> EXTRACTED ENTRIES:
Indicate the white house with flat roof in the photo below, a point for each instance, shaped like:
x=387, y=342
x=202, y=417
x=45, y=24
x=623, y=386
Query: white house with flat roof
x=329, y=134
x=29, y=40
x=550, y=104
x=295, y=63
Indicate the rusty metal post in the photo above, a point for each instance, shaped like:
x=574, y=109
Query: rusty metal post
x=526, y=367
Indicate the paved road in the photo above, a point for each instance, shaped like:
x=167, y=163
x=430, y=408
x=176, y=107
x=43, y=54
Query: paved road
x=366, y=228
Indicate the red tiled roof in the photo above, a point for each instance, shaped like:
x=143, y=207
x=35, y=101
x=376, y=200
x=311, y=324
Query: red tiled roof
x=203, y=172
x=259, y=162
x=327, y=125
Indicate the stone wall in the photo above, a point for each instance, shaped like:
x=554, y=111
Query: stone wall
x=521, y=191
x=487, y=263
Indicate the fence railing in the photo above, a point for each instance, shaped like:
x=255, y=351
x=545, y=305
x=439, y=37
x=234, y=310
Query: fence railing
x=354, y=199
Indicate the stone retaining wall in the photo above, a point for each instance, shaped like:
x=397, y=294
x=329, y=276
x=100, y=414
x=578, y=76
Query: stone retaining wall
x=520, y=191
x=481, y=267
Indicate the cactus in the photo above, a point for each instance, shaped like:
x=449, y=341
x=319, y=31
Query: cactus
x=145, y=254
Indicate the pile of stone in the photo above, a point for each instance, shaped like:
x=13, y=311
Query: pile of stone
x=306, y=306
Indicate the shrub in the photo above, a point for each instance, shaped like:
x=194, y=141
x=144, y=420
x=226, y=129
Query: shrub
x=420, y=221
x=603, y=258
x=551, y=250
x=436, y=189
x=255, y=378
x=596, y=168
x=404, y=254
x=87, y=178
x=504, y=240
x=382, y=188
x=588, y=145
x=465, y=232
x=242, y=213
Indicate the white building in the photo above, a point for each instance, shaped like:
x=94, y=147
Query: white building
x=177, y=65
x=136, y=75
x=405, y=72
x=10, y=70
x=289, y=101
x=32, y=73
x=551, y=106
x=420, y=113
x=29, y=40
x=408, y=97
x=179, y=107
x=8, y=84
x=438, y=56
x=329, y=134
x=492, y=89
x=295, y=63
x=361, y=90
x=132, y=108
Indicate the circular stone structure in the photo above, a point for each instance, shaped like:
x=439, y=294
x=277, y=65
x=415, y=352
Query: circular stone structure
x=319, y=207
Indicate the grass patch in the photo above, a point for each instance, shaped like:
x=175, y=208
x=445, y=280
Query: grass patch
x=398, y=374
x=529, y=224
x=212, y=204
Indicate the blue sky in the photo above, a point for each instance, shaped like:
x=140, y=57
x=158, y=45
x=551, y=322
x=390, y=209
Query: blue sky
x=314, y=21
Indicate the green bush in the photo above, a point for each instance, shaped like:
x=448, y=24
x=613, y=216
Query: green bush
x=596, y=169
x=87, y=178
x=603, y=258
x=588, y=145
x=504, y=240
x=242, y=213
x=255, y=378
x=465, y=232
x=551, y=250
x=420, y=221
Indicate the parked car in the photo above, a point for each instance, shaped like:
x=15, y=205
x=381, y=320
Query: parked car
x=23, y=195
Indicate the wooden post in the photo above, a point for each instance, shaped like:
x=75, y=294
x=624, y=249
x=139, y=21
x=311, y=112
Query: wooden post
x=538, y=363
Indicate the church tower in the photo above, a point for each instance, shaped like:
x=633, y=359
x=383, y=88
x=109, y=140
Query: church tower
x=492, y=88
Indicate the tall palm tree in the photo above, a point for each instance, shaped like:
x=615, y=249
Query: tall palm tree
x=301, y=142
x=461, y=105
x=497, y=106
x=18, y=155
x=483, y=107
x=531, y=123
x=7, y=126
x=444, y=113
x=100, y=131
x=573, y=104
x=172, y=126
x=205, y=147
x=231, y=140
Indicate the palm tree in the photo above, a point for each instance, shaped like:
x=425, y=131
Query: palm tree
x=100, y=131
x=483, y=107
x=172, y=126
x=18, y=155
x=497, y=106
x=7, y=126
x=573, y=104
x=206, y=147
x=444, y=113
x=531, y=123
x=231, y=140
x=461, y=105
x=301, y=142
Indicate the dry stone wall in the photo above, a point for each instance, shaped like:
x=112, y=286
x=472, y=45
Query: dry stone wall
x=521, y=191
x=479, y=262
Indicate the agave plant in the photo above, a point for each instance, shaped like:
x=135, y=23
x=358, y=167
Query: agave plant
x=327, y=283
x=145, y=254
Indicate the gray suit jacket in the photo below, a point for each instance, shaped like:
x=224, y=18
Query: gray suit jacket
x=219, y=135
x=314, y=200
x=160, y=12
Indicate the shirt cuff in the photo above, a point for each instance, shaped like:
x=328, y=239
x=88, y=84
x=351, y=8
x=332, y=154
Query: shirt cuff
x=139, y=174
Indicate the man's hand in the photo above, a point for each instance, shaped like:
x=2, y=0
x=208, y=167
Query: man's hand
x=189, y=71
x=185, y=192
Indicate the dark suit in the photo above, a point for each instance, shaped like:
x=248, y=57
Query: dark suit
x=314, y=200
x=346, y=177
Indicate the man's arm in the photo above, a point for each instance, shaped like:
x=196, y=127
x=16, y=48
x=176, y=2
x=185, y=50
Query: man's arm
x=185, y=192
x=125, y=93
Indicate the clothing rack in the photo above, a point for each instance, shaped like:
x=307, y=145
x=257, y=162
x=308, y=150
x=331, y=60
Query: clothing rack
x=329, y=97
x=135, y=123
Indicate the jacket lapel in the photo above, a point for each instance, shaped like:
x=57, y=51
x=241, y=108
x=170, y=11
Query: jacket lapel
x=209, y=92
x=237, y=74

> SET EXERCISE:
Rewrite the entire listing above, substituting "one point per instance" for every occurrence of "a point for each instance" and keeping all other text identical.

> REPLY TO THE TASK:
Indicate the white house with flat roof in the photo below, one point per instance, shaped like:
x=387, y=342
x=202, y=417
x=45, y=24
x=623, y=386
Query: white house with flat roof
x=329, y=134
x=29, y=40
x=550, y=104
x=295, y=63
Indicate the rusty metal post in the photo above, one point per instance, shaped like:
x=574, y=109
Query: rusty metal post
x=526, y=367
Indicate the paved road in the photo above, one point per instance, shaped like:
x=167, y=163
x=430, y=408
x=176, y=107
x=43, y=54
Query: paved road
x=366, y=228
Indicate the red tiled roof in the photo above, one point per instance, shaped like:
x=143, y=207
x=35, y=101
x=376, y=200
x=311, y=324
Query: red tiled roof
x=203, y=172
x=259, y=162
x=327, y=125
Indicate the stone wall in the photo above, one point per instance, shaped like:
x=554, y=111
Query: stone wall
x=521, y=191
x=487, y=263
Indicate the fence railing in the photo above, one point per instance, shaped like:
x=255, y=351
x=545, y=305
x=439, y=37
x=234, y=310
Query: fence railing
x=354, y=199
Indicate the stone retaining wall in the photo above, one point per instance, shaped like:
x=397, y=294
x=329, y=276
x=100, y=414
x=578, y=76
Query: stone retaining wall
x=520, y=191
x=481, y=267
Indicate the cactus in the photo above, one point per instance, shaped like:
x=449, y=341
x=319, y=31
Query: cactus
x=145, y=254
Indicate the pile of stone in the photo above, one point per instance, shaped like:
x=13, y=311
Query: pile of stone
x=306, y=306
Indicate the shrub in the photo above, one point per instance, shaped like:
x=194, y=141
x=144, y=420
x=226, y=129
Query: shrub
x=420, y=221
x=603, y=258
x=551, y=250
x=436, y=189
x=255, y=378
x=596, y=168
x=404, y=254
x=87, y=178
x=504, y=240
x=382, y=188
x=588, y=145
x=465, y=232
x=242, y=213
Indicate the white building in the photo above, one point per instance, shaped like:
x=94, y=147
Query: white building
x=177, y=65
x=136, y=75
x=405, y=72
x=10, y=70
x=289, y=101
x=32, y=73
x=551, y=106
x=420, y=113
x=29, y=40
x=408, y=97
x=179, y=107
x=8, y=84
x=438, y=56
x=329, y=134
x=492, y=89
x=295, y=63
x=361, y=90
x=132, y=108
Indicate the circular stone structure in the photo above, one point per instance, shaped like:
x=439, y=294
x=277, y=65
x=415, y=352
Query: circular stone structure
x=319, y=207
Indicate the grass patch in the photo above, one point per instance, shaped like:
x=175, y=208
x=445, y=280
Query: grass patch
x=398, y=374
x=529, y=224
x=212, y=204
Indicate the blue sky in the photo above, one point per instance, shaped like:
x=140, y=57
x=158, y=45
x=551, y=322
x=390, y=209
Query: blue sky
x=314, y=21
Indicate the green bush in the photo above, one point per instance, shaped like:
x=448, y=24
x=613, y=216
Query: green bush
x=596, y=169
x=87, y=178
x=603, y=258
x=588, y=145
x=504, y=240
x=242, y=213
x=255, y=378
x=465, y=232
x=551, y=250
x=420, y=221
Indicate the parked car in the photo above, one point per instance, shaped like:
x=15, y=205
x=381, y=320
Query: parked car
x=23, y=195
Indicate the wooden post in the photo above, one point per instance, shaped like:
x=75, y=294
x=624, y=249
x=139, y=21
x=311, y=112
Query: wooden post
x=538, y=363
Indicate the church tower in the photo above, one point per instance, shaped like:
x=633, y=359
x=383, y=88
x=109, y=140
Query: church tower
x=492, y=88
Indicate the tall palm tree in the photo above, one point per instance, shaped like:
x=615, y=249
Query: tall palm tree
x=301, y=142
x=461, y=105
x=497, y=106
x=18, y=155
x=483, y=107
x=531, y=123
x=7, y=126
x=444, y=113
x=100, y=131
x=573, y=104
x=172, y=126
x=205, y=147
x=231, y=140
Indicate the palm tree in the photo above, one point per instance, shaped like:
x=425, y=131
Query: palm tree
x=100, y=131
x=483, y=107
x=172, y=126
x=18, y=155
x=497, y=106
x=7, y=126
x=573, y=104
x=206, y=147
x=444, y=113
x=531, y=123
x=231, y=140
x=461, y=105
x=301, y=142
Indicate the dry stone wall in the photo above, one point per instance, shaped like:
x=112, y=286
x=472, y=45
Query: dry stone wall
x=521, y=191
x=479, y=262
Indicate the agave plant in the photo above, one point per instance, shaped like:
x=135, y=23
x=358, y=167
Query: agave plant
x=327, y=283
x=145, y=254
Indicate the gray suit jacket in the photo below, one point per instance, shaped like:
x=224, y=18
Query: gray suit jacket
x=219, y=135
x=314, y=200
x=160, y=12
Indicate the shirt cuff in the photo above, one point per instance, shaped like:
x=328, y=239
x=88, y=84
x=351, y=8
x=332, y=154
Query: shirt cuff
x=139, y=174
Indicate the man's hand in the photo above, one point per instance, shaped like:
x=2, y=0
x=208, y=167
Query: man's hand
x=189, y=71
x=185, y=192
Indicate the dark suit in the photo above, one point per instance, shaped like:
x=248, y=57
Query: dark suit
x=314, y=200
x=346, y=177
Indicate the man's arm in the photo above, one point per instance, shaped like:
x=196, y=127
x=16, y=48
x=176, y=2
x=185, y=50
Query: man's arm
x=185, y=192
x=125, y=93
Indicate the clothing rack in the photo above, one point per instance, shaped like:
x=307, y=145
x=257, y=162
x=308, y=150
x=331, y=60
Query: clothing rack
x=329, y=97
x=135, y=123
Indicate the jacket lapel in the photo above, one point per instance, shaped like:
x=57, y=51
x=241, y=108
x=170, y=11
Query: jacket lapel
x=209, y=92
x=237, y=74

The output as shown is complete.